Enunciado da tarefa 1
Reescreva o trecho do texto sobre as respostas de Lula que vai de "Respostas de Lula" até "alternativas ao petróleo.", trocando "fórum" por "grupo".
Enunciado da tarefa 2
Diga se cada afirmação abaixo está de acordo com o texto sobre as respostas de Lula, respondendo sim ou não e citando as palavras do texto que decidem a questão.
(a) Lula respondeu às críticas pouco antes de embarcar para a Alemanha.
(b) Segundo Lula, o Brasil passará a ser membro pleno da Opep.
(c) Macron elogiou Lula por seu protagonismo na questão do ambiente.
═══ Trecho para leitura ═══
Já no acordo Mercosul-União Europeia, as críticas partiram de Macron, que elogiou Lula por seu protagonismo mundial na questão do ambiente, mas disse que o tratado facilitaria a importação na França e na Europa de produtos com pegada ambiental suja produzidos em países do Mercosul — em especial do Brasil.
Respostas de Lula
No último domingo (3), poucas horas antes de embarcar para a Alemanha, Lula respondeu às duas críticas que surgiram ao Brasil na COP28.
Sobre a Opep+, Lula disse que a condição de aliado à Opep não significa uma adesão ao grupo, mas sim que o país será “observador” — “eu vou para ouvir e para dar palpite”, disse o presidente.
Lula afirmou que o Brasil entrará no fórum para defender alternativas ao petróleo.
“É verdade que nós precisamos diminuir o combustível. Mas é verdade que nós precisamos criar alternativa. Então antes de você acabar por sectarismo [com o petróleo] você precisa oferecer a humanidade uma opção. E a nossa participação na Opep+ é para discutir com a Opep a necessidade dos países que têm petróleo e que são ricos começar a investir um pouco do seu dinheiro para ajudar os países pobres do continente africano, da América Latina, da Ásia a investir em combustível.”
═══ Registros de dados ═══
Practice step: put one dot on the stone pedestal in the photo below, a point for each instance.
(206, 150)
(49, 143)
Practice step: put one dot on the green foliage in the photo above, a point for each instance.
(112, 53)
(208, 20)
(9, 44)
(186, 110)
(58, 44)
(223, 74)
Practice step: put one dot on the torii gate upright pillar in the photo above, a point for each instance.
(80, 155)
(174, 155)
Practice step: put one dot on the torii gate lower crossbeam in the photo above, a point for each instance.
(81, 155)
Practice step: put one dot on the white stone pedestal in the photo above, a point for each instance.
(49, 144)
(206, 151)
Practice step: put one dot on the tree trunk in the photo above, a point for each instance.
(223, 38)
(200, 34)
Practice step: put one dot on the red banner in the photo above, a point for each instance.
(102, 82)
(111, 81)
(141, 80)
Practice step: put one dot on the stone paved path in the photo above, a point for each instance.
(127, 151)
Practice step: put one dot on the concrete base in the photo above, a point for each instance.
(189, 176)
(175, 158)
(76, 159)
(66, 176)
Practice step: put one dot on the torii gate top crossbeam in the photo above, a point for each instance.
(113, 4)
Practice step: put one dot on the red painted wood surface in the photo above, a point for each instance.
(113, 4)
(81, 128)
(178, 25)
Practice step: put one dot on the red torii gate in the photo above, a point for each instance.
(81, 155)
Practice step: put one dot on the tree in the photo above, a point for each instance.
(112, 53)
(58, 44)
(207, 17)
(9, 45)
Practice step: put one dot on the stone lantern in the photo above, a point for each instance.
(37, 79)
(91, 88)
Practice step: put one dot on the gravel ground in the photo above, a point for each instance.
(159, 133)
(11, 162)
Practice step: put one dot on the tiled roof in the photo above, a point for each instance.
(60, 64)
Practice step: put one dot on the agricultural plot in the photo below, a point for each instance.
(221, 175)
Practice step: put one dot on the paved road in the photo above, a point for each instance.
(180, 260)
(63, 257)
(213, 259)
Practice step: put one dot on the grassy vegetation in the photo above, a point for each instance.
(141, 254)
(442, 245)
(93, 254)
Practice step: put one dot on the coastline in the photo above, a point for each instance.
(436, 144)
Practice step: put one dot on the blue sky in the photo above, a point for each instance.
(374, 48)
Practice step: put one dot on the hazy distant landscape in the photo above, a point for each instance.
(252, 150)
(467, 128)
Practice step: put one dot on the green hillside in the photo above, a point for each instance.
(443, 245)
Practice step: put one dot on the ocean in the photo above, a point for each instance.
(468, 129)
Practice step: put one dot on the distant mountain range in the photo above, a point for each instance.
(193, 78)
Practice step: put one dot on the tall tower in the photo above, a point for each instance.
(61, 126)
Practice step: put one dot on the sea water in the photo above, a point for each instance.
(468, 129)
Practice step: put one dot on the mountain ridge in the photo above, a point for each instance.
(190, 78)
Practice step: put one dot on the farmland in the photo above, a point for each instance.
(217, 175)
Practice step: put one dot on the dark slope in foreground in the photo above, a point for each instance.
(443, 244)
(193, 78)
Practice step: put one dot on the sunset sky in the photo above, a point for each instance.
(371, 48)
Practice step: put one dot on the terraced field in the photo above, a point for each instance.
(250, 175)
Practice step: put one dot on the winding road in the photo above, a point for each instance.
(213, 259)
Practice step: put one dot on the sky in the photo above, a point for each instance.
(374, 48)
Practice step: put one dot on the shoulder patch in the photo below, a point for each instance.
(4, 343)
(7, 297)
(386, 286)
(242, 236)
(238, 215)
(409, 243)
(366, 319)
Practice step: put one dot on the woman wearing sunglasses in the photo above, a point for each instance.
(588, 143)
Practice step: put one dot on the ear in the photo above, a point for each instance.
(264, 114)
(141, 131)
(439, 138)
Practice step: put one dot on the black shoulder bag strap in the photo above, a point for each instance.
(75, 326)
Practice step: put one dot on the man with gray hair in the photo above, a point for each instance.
═══
Resolução 1
Respostas de Lula
No último domingo (3), poucas horas antes de embarcar para a Alemanha, Lula respondeu às duas críticas que surgiram ao Brasil na COP28.
Sobre a Opep+, Lula disse que a condição de aliado à Opep não significa uma adesão ao grupo, mas sim que o país será “observador” — “eu vou para ouvir e para dar palpite”, disse o presidente.
Lula afirmou que o Brasil entrará no grupo para defender alternativas ao petróleo.

Resolução 2
(a) Sim: "poucas horas antes de embarcar para a Alemanha, Lula respondeu às duas críticas".
(b) Não: "a condição de aliado à Opep não significa uma adesão ao grupo".
(c) Sim: "elogiou Lula por seu protagonismo mundial na questão do ambiente".